=== Auszug ===
┄┄┄┄┄┄┄┄┄┄

Manchmal habe ich so den Eindruck, dass Praxistest auch schon mal bedeutet:" Ich habe das Gerät ausgepackt und mir angeschaut." Fundiert ist das nicht.
Da finde ich den Praxistest hier doch etwas substanzieller:

http://dicht-am-fisch.de/ttk/garmin-striker-7sv-5dv-echolot-praxis-test


----------



## Nico27 (19. Februar 2017)

*AW: Garmin Striker 5dv Praxiserfahrungen???*

Ich kann gerne aus meiner Praxis erzählen.. und ich kann sagen, dass ich zufrieden bin. Man muss sich wirklich Zeit mit den Einstellungen nehmen..aber es liefert sehr gute Bilder und Qualität.

┄┄┄┄┄┄┄┄┄┄

=== Erfasste Daten ===
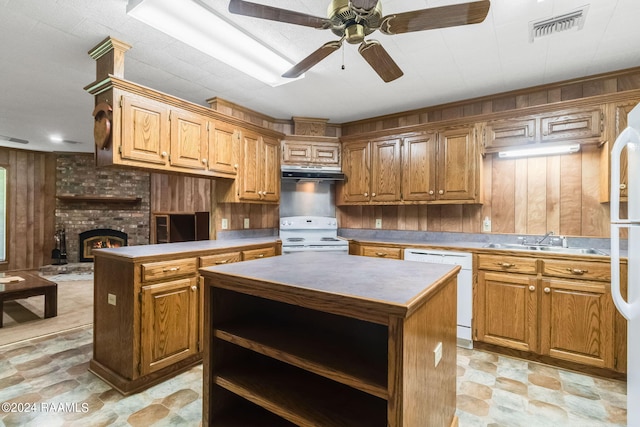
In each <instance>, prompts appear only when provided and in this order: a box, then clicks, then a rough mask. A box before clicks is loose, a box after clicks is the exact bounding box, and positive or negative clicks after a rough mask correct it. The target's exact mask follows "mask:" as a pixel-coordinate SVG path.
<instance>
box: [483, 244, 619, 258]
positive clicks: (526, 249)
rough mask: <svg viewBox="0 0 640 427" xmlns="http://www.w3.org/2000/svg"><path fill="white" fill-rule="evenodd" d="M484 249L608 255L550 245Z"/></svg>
mask: <svg viewBox="0 0 640 427" xmlns="http://www.w3.org/2000/svg"><path fill="white" fill-rule="evenodd" d="M483 247H485V248H492V249H515V250H520V251H543V252H555V253H562V254H572V255H608V254H607V253H606V252H603V251H601V250H600V249H594V248H575V247H569V248H563V247H562V246H551V245H522V244H518V243H489V244H486V245H484V246H483Z"/></svg>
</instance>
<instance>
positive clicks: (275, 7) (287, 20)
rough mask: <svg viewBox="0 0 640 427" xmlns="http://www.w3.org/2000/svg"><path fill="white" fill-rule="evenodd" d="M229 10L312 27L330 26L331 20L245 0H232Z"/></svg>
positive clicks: (248, 15)
mask: <svg viewBox="0 0 640 427" xmlns="http://www.w3.org/2000/svg"><path fill="white" fill-rule="evenodd" d="M229 12H231V13H235V14H236V15H244V16H251V17H253V18H260V19H268V20H271V21H278V22H286V23H288V24H295V25H303V26H305V27H312V28H323V29H324V28H329V27H331V21H329V20H328V19H326V18H320V17H317V16H313V15H307V14H305V13H301V12H294V11H292V10H287V9H279V8H277V7H272V6H266V5H262V4H257V3H251V2H248V1H244V0H231V1H230V2H229Z"/></svg>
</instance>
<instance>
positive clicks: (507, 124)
mask: <svg viewBox="0 0 640 427" xmlns="http://www.w3.org/2000/svg"><path fill="white" fill-rule="evenodd" d="M485 135H486V137H487V151H488V152H490V151H492V150H491V149H492V148H495V149H496V150H494V151H497V149H500V148H504V147H517V146H522V145H527V144H533V143H535V142H536V119H535V118H534V117H528V118H517V119H505V120H495V121H492V122H489V123H487V125H486V127H485Z"/></svg>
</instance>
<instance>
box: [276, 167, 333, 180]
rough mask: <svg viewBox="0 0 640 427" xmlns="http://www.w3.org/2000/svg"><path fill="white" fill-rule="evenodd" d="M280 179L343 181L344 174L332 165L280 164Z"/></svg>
mask: <svg viewBox="0 0 640 427" xmlns="http://www.w3.org/2000/svg"><path fill="white" fill-rule="evenodd" d="M282 179H295V180H299V181H344V174H343V173H342V170H341V169H340V168H338V167H333V166H290V165H287V166H282Z"/></svg>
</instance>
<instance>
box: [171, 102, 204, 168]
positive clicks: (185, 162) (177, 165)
mask: <svg viewBox="0 0 640 427" xmlns="http://www.w3.org/2000/svg"><path fill="white" fill-rule="evenodd" d="M169 118H170V120H171V155H170V156H169V164H171V166H177V167H182V168H189V169H199V170H205V169H206V168H207V161H208V160H207V142H208V141H207V120H206V119H205V118H204V117H202V116H199V115H197V114H194V113H190V112H188V111H184V110H177V109H174V110H171V115H170V117H169Z"/></svg>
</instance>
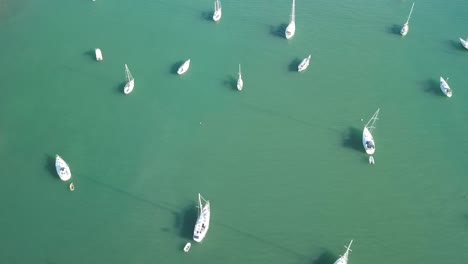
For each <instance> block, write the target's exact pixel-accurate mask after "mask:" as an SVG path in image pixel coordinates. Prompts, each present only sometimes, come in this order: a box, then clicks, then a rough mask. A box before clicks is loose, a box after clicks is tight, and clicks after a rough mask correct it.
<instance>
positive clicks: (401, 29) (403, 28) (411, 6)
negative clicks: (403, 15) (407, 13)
mask: <svg viewBox="0 0 468 264" xmlns="http://www.w3.org/2000/svg"><path fill="white" fill-rule="evenodd" d="M413 7H414V2H413V5H412V6H411V10H410V14H409V15H408V19H407V20H406V23H405V24H404V25H403V27H402V28H401V30H400V34H401V35H402V36H406V34H408V31H409V19H410V18H411V13H413Z"/></svg>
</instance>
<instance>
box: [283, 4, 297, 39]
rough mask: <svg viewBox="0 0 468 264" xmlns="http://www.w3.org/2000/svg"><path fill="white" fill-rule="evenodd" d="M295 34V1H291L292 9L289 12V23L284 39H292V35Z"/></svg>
mask: <svg viewBox="0 0 468 264" xmlns="http://www.w3.org/2000/svg"><path fill="white" fill-rule="evenodd" d="M295 33H296V0H293V7H292V11H291V21H290V22H289V25H288V26H287V27H286V32H285V35H286V39H291V38H292V37H294V34H295Z"/></svg>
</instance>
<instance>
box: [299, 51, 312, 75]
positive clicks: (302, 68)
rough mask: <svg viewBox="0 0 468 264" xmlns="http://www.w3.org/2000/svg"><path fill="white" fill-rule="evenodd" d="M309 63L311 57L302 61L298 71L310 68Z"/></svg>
mask: <svg viewBox="0 0 468 264" xmlns="http://www.w3.org/2000/svg"><path fill="white" fill-rule="evenodd" d="M309 62H310V55H309V56H308V57H307V58H305V59H303V60H302V61H301V63H300V64H299V66H297V71H298V72H303V71H305V70H306V69H307V68H308V67H309Z"/></svg>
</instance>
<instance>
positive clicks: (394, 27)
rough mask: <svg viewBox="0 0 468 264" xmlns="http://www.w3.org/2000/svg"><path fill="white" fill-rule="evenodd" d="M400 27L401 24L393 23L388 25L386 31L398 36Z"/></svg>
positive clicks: (401, 26)
mask: <svg viewBox="0 0 468 264" xmlns="http://www.w3.org/2000/svg"><path fill="white" fill-rule="evenodd" d="M401 27H402V25H398V24H393V25H391V26H390V27H388V28H387V32H388V33H390V34H394V35H399V36H400V30H401Z"/></svg>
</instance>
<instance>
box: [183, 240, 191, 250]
mask: <svg viewBox="0 0 468 264" xmlns="http://www.w3.org/2000/svg"><path fill="white" fill-rule="evenodd" d="M191 247H192V244H191V243H190V242H187V244H185V247H184V252H189V250H190V248H191Z"/></svg>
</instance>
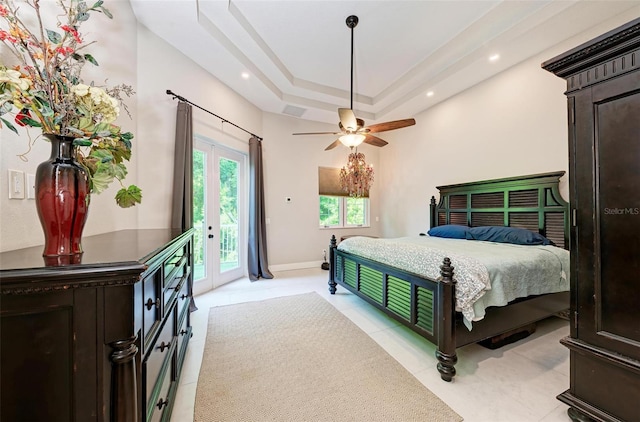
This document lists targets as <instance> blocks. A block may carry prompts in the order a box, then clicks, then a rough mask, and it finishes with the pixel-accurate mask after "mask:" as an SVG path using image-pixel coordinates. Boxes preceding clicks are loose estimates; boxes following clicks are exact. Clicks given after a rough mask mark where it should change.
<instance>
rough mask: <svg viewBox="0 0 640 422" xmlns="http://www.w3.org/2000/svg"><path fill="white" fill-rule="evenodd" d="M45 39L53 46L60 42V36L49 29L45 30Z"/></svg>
mask: <svg viewBox="0 0 640 422" xmlns="http://www.w3.org/2000/svg"><path fill="white" fill-rule="evenodd" d="M47 38H49V41H51V42H52V43H54V44H60V42H61V41H62V35H60V34H58V33H57V32H56V31H52V30H50V29H47Z"/></svg>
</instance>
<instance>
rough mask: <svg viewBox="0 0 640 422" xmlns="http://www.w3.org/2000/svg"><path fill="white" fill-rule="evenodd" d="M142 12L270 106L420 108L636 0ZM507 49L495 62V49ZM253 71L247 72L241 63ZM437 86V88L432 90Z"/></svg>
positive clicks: (224, 81) (361, 112)
mask: <svg viewBox="0 0 640 422" xmlns="http://www.w3.org/2000/svg"><path fill="white" fill-rule="evenodd" d="M131 4H132V8H133V11H134V13H135V15H136V18H137V19H138V21H139V22H140V23H141V24H142V25H144V26H146V27H147V28H148V29H149V30H150V31H152V32H153V33H155V34H156V35H158V36H159V37H161V38H162V39H164V40H165V41H166V42H167V43H169V44H171V45H172V46H174V47H175V48H176V49H178V50H180V51H181V52H183V53H184V54H185V55H186V56H188V57H189V58H190V59H192V60H193V61H194V62H196V63H198V64H199V65H200V66H202V67H203V68H204V69H206V70H207V71H209V72H210V73H211V74H212V75H214V76H215V77H216V78H218V79H219V80H221V81H222V82H223V83H225V84H226V85H228V86H229V87H231V88H232V89H233V90H235V91H236V92H237V93H238V94H240V95H241V96H243V97H245V98H246V99H247V100H248V101H250V102H251V103H253V104H255V105H256V106H257V107H259V108H260V109H262V110H264V111H268V112H273V113H284V114H289V115H295V116H297V117H301V118H303V119H308V120H316V121H321V122H327V123H336V122H337V109H338V107H349V96H350V94H349V89H350V54H351V53H350V49H351V45H350V44H351V32H350V29H349V28H347V26H346V24H345V19H346V17H347V16H349V15H353V14H355V15H357V16H358V17H359V19H360V22H359V24H358V26H357V27H356V28H355V34H354V35H355V40H354V51H355V64H354V69H355V76H354V91H355V95H354V110H355V111H356V114H357V115H358V117H361V118H364V119H366V120H367V123H368V124H369V123H374V122H376V121H383V120H391V119H399V118H407V117H413V116H414V115H415V114H416V113H419V112H421V111H423V110H426V109H428V108H429V107H432V106H433V105H435V104H437V103H438V102H440V101H443V100H444V99H446V98H448V97H451V96H453V95H455V94H457V93H459V92H461V91H463V90H465V89H467V88H469V87H470V86H473V85H474V84H477V83H479V82H481V81H483V80H485V79H487V78H489V77H491V76H493V75H495V74H497V73H499V72H501V71H503V70H505V69H507V68H509V67H511V66H513V65H515V64H517V63H519V62H521V61H523V60H526V59H527V58H530V57H532V56H535V55H536V54H538V53H540V52H542V51H544V50H546V49H548V48H550V47H552V46H553V45H555V44H557V43H558V42H561V41H563V40H565V39H568V38H571V37H573V36H575V35H577V34H580V33H581V32H583V31H585V30H587V29H589V28H591V27H593V26H596V25H598V24H600V23H602V22H604V21H606V20H607V19H609V18H612V17H615V16H616V15H618V14H620V13H623V12H625V11H628V10H629V9H632V8H634V7H636V8H637V7H638V2H637V1H557V0H555V1H540V0H536V1H482V0H479V1H417V0H413V1H400V0H398V1H392V0H386V1H326V0H325V1H312V0H311V1H308V0H297V1H278V0H263V1H255V0H254V1H248V0H224V1H222V0H131ZM494 54H499V55H500V59H499V60H497V61H495V62H491V61H489V57H490V56H492V55H494ZM243 74H245V75H246V78H243V77H242V75H243ZM429 92H432V93H433V95H432V96H427V93H429Z"/></svg>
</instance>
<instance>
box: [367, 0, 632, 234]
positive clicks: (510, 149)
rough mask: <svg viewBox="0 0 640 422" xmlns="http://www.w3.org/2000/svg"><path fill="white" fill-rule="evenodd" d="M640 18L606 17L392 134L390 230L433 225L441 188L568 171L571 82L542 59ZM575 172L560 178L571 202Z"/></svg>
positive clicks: (577, 45)
mask: <svg viewBox="0 0 640 422" xmlns="http://www.w3.org/2000/svg"><path fill="white" fill-rule="evenodd" d="M635 11H636V12H637V13H640V8H637V9H636V10H635ZM636 17H637V15H634V13H626V14H624V15H620V16H618V17H617V18H616V19H612V20H610V21H608V22H604V23H602V24H601V25H599V26H597V27H594V28H592V29H591V30H590V31H588V32H586V33H583V34H581V35H580V36H577V37H574V38H573V39H571V40H568V41H566V42H562V43H560V44H558V45H556V46H555V47H553V48H552V49H549V50H547V51H545V52H542V53H540V54H539V55H537V56H536V57H534V58H532V59H530V60H527V61H525V62H522V63H520V64H518V65H517V66H514V67H512V68H510V69H508V70H506V71H504V72H502V73H501V74H499V75H497V76H495V77H493V78H491V79H489V80H487V81H485V82H483V83H481V84H478V85H476V86H474V87H472V88H470V89H468V90H466V91H464V92H462V93H460V94H458V95H457V96H455V97H452V98H450V99H448V100H446V101H444V102H442V103H440V104H438V105H436V106H434V107H433V108H431V109H429V110H427V111H425V112H423V113H420V114H418V115H416V116H415V119H416V125H415V126H413V127H410V128H406V129H402V130H399V131H395V132H389V134H387V135H386V139H387V140H388V141H389V145H388V146H386V147H385V148H384V152H382V153H381V156H380V171H379V175H380V177H379V178H378V180H379V183H380V186H379V189H381V191H382V192H383V195H382V198H381V203H380V215H381V223H382V227H381V230H382V235H383V236H384V237H401V236H409V235H416V234H418V233H420V232H424V231H426V230H428V229H429V199H430V198H431V196H432V195H433V196H435V197H436V200H438V190H437V189H436V186H440V185H448V184H455V183H463V182H470V181H475V180H487V179H494V178H503V177H510V176H520V175H526V174H535V173H544V172H550V171H556V170H564V171H566V172H567V173H568V128H567V106H566V97H565V95H564V91H565V90H566V83H565V81H564V80H563V79H561V78H558V77H556V76H555V75H553V74H552V73H549V72H547V71H545V70H543V69H542V68H541V67H540V65H541V63H542V62H544V61H546V60H549V59H551V58H553V57H555V56H557V55H559V54H561V53H564V52H565V51H567V50H569V49H571V48H574V47H576V46H578V45H580V44H582V43H584V42H586V41H589V40H591V39H593V38H594V37H597V36H599V35H601V34H602V33H604V32H606V31H609V30H611V29H614V28H616V27H618V26H620V25H622V24H624V23H626V22H628V21H630V20H632V19H634V18H636ZM568 177H569V175H568V174H567V175H565V176H564V177H563V178H562V179H561V184H560V191H561V194H562V195H563V197H564V198H565V199H566V200H568V199H569V195H568Z"/></svg>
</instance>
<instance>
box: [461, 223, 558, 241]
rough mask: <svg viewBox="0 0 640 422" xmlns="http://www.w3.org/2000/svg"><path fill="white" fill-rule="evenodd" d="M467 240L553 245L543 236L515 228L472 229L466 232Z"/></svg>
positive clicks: (474, 227)
mask: <svg viewBox="0 0 640 422" xmlns="http://www.w3.org/2000/svg"><path fill="white" fill-rule="evenodd" d="M467 239H468V240H486V241H488V242H497V243H512V244H514V245H553V242H552V241H550V240H549V239H547V238H546V237H544V236H543V235H541V234H539V233H534V232H532V231H531V230H527V229H520V228H517V227H501V226H484V227H472V228H470V229H469V230H468V231H467Z"/></svg>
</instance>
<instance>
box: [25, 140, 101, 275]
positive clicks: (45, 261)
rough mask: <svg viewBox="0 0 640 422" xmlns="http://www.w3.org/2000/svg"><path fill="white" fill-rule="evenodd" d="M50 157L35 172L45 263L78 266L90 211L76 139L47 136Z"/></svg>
mask: <svg viewBox="0 0 640 422" xmlns="http://www.w3.org/2000/svg"><path fill="white" fill-rule="evenodd" d="M44 137H45V138H47V139H48V140H49V141H50V142H51V157H50V158H49V160H47V161H45V162H43V163H41V164H40V165H39V166H38V169H37V170H36V186H35V191H36V208H37V210H38V216H39V217H40V223H41V224H42V229H43V231H44V252H43V253H42V256H43V257H44V258H45V263H47V264H51V265H63V264H74V263H79V262H80V258H81V256H82V252H83V251H82V243H81V242H82V230H83V229H84V224H85V222H86V221H87V213H88V211H89V198H90V195H89V176H88V173H87V170H86V169H85V168H84V167H83V166H81V165H80V164H79V163H78V162H77V161H76V147H75V146H74V145H73V140H74V137H72V136H60V135H52V134H45V135H44Z"/></svg>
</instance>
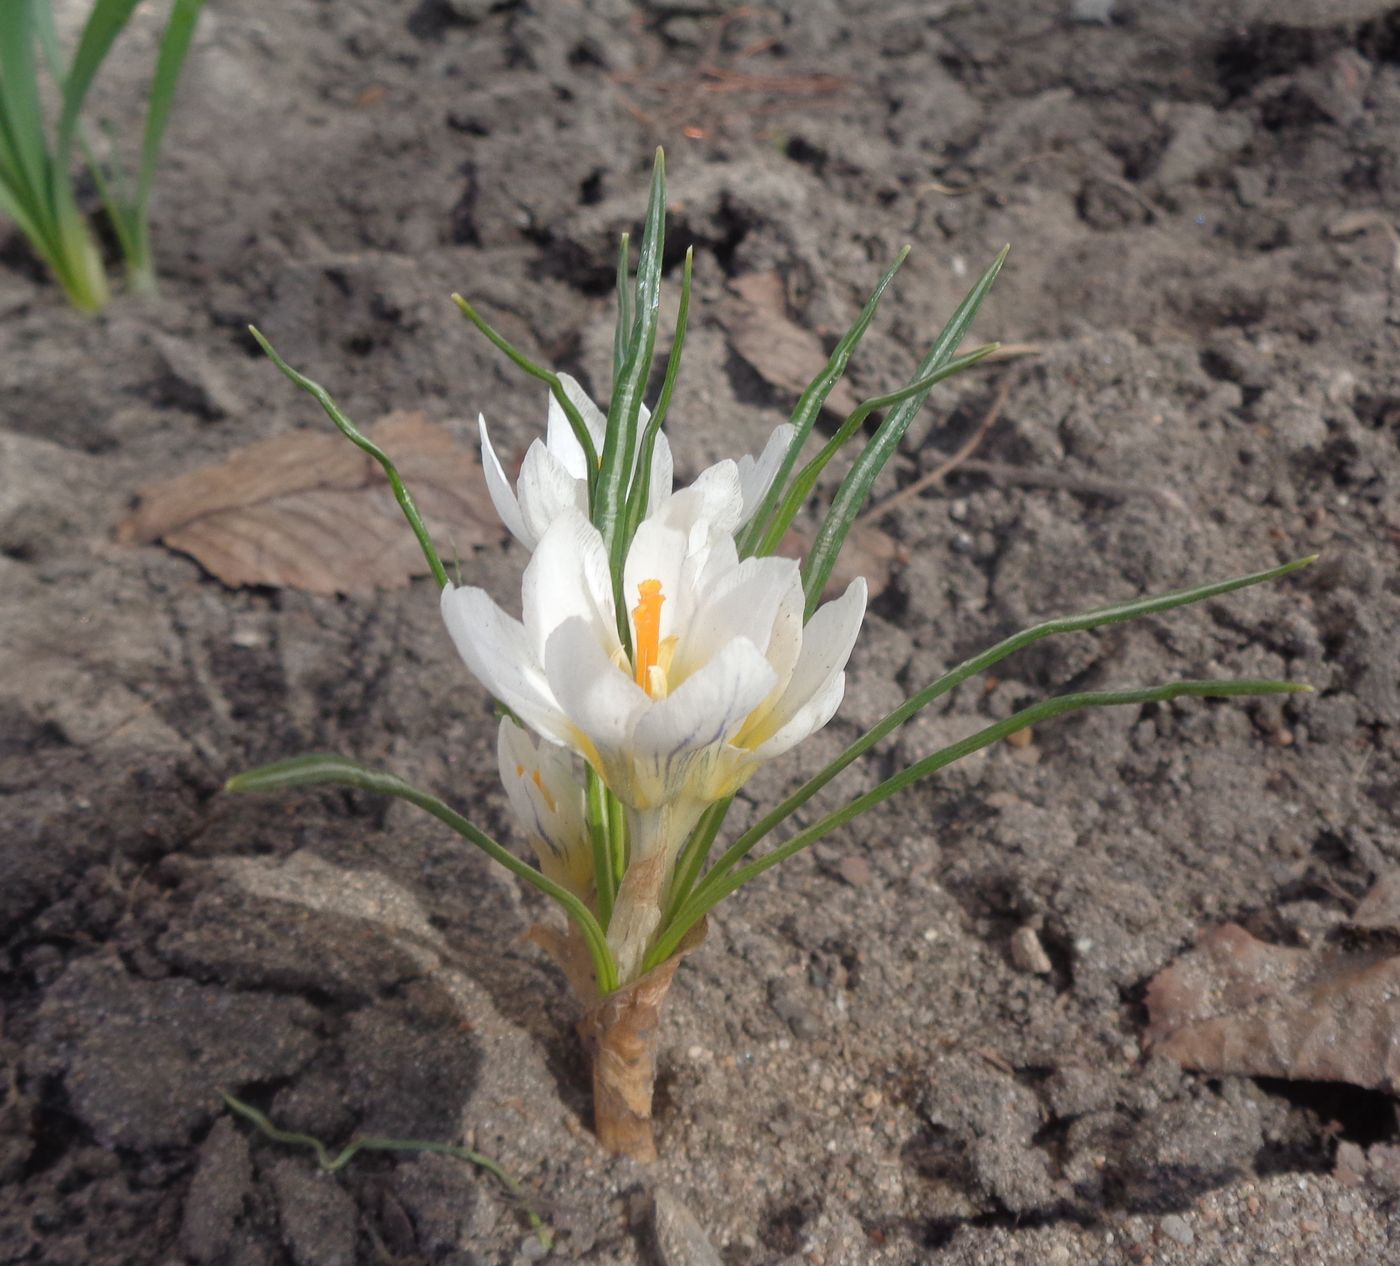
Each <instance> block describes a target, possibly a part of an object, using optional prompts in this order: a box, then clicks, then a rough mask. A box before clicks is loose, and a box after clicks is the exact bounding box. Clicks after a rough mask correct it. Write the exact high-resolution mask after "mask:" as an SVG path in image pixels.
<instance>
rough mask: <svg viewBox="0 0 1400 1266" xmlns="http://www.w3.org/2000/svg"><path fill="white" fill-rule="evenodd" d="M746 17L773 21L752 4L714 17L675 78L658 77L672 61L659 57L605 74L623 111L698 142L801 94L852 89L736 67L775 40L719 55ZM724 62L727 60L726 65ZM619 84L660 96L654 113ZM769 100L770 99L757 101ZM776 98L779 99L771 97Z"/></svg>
mask: <svg viewBox="0 0 1400 1266" xmlns="http://www.w3.org/2000/svg"><path fill="white" fill-rule="evenodd" d="M746 18H757V20H769V21H771V20H773V14H769V13H767V11H764V10H762V8H757V7H753V6H748V4H743V6H739V7H738V8H732V10H729V11H728V13H725V14H724V15H722V17H717V18H715V21H714V22H713V24H711V31H710V38H708V39H707V41H706V48H704V50H703V52H701V53H700V57H699V60H697V62H696V64H694V66H693V67H690V69H689V70H686V71H685V73H682V74H680V76H671V77H666V76H662V74H658V71H659V70H661V69H662V67H664V66H668V64H671V62H672V59H669V57H666V56H664V55H658V56H655V57H652V59H651V62H650V64H647V66H644V67H643V69H641V70H636V71H615V73H612V74H609V76H608V78H609V80H610V83H612V84H613V88H615V90H616V92H617V95H619V98H620V102H622V106H623V109H626V111H627V112H629V113H630V115H631V116H633V118H636V119H637V120H638V122H641V123H644V125H647V126H658V125H665V126H680V125H682V123H683V126H680V130H682V133H683V134H685V136H687V137H690V139H692V140H703V139H704V137H707V136H710V134H711V133H713V132H714V130H717V129H718V127H720V126H722V125H724V123H725V122H727V120H728V119H729V118H735V116H742V118H755V116H757V115H766V113H776V112H780V111H784V109H791V108H794V106H795V105H797V104H798V102H799V101H801V99H802V98H812V97H829V95H834V94H837V92H841V91H844V90H846V88H848V87H851V80H848V78H846V77H843V76H837V74H822V73H816V74H750V73H749V71H745V70H741V69H736V66H738V63H742V62H746V60H749V59H752V57H757V56H762V55H763V53H767V52H770V50H771V49H773V48H776V46H777V43H778V36H777V35H760V36H759V38H756V39H752V41H749V42H748V43H746V45H745V46H743V48H742V49H739V50H738V52H736V53H734V55H732V56H729V57H725V55H724V38H725V34H727V32H728V31H729V28H731V27H732V25H734V24H735V22H738V21H741V20H746ZM727 62H728V64H725V63H727ZM624 85H626V87H629V88H633V90H636V91H637V92H640V94H645V95H651V97H652V98H659V99H661V104H659V109H658V115H657V116H652V115H651V113H650V112H648V111H647V109H644V108H643V105H641V102H638V101H637V99H634V98H633V97H631V95H630V94H629V92H627V91H624ZM721 95H725V97H749V98H757V99H750V101H749V102H748V104H746V105H745V104H742V102H736V105H739V108H738V111H735V112H731V113H715V111H714V106H713V105H707V104H706V102H707V99H708V101H710V102H713V101H714V98H717V97H721ZM762 98H769V99H762ZM771 98H778V99H771Z"/></svg>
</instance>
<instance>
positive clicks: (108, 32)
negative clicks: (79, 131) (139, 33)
mask: <svg viewBox="0 0 1400 1266" xmlns="http://www.w3.org/2000/svg"><path fill="white" fill-rule="evenodd" d="M139 3H140V0H94V4H92V8H91V11H90V13H88V20H87V24H85V25H84V27H83V35H81V36H78V46H77V50H76V52H74V53H73V62H71V64H70V66H69V73H67V76H66V77H64V80H63V112H62V113H60V115H59V132H57V140H56V141H55V144H53V165H55V167H56V168H59V169H60V171H67V168H69V164H70V162H71V161H73V141H74V139H76V136H77V127H78V115H80V113H81V111H83V102H84V101H85V99H87V94H88V90H90V88H91V87H92V80H94V78H95V77H97V73H98V70H99V69H101V67H102V63H104V62H105V60H106V55H108V53H109V52H112V45H113V43H115V42H116V36H118V35H120V34H122V31H123V28H125V27H126V24H127V22H129V21H130V18H132V13H133V11H134V8H136V6H137V4H139Z"/></svg>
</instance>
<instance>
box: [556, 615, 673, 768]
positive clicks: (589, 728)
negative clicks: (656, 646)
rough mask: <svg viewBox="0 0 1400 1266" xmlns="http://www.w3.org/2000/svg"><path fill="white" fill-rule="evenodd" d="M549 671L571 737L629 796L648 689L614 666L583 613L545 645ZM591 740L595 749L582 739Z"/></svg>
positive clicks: (571, 621) (649, 704) (610, 659)
mask: <svg viewBox="0 0 1400 1266" xmlns="http://www.w3.org/2000/svg"><path fill="white" fill-rule="evenodd" d="M545 675H546V678H547V681H549V685H550V689H552V692H553V693H554V697H556V699H559V704H560V707H561V709H563V710H564V711H566V713H567V714H568V720H570V723H571V725H573V727H574V731H575V732H574V738H573V739H570V742H571V744H573V745H575V746H577V748H578V749H580V751H584V755H596V758H598V759H599V760H601V762H602V766H603V767H602V773H603V777H606V779H608V781H609V786H612V788H613V790H615V791H617V793H619V794H626V793H624V787H623V786H613V784H615V781H619V783H626V781H627V776H629V766H630V760H629V759H627V753H629V751H630V745H631V731H633V727H634V725H636V723H637V717H638V716H640V714H641V713H643V711H644V710H645V709H647V707H648V706H650V703H651V700H650V699H648V697H647V692H645V690H643V689H641V686H638V685H637V683H636V682H634V681H633V679H631V676H630V675H629V674H627V672H624V671H623V669H622V668H619V667H617V665H616V664H613V661H612V658H610V657H609V654H608V651H606V650H605V648H603V647H602V646H601V644H599V641H598V637H596V636H595V634H594V630H592V629H591V627H589V625H588V622H587V620H585V619H582V618H580V616H574V618H573V619H567V620H564V622H563V623H561V625H559V627H557V629H554V632H553V633H550V636H549V641H547V643H546V644H545ZM580 738H582V739H587V742H588V744H591V745H592V748H594V752H592V753H589V752H587V751H585V748H584V744H580V742H578V739H580Z"/></svg>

┄┄┄┄┄┄┄┄┄┄

=== Aufgabenbeschreibung ===
Beantworte diese Fragen zum Auszug:
1. Was bedeutet „Praxistest“ laut dem ersten Beitrag manchmal?
2. An welchem Datum hat Nico27 geschrieben?
3. Womit muss man sich laut Nico27 wirklich Zeit nehmen?

=== Antwort ===
1. Dass man das Gerät ausgepackt und es sich angeschaut hat.
2. Am 19. Februar 2017.
3. Mit den Einstellungen.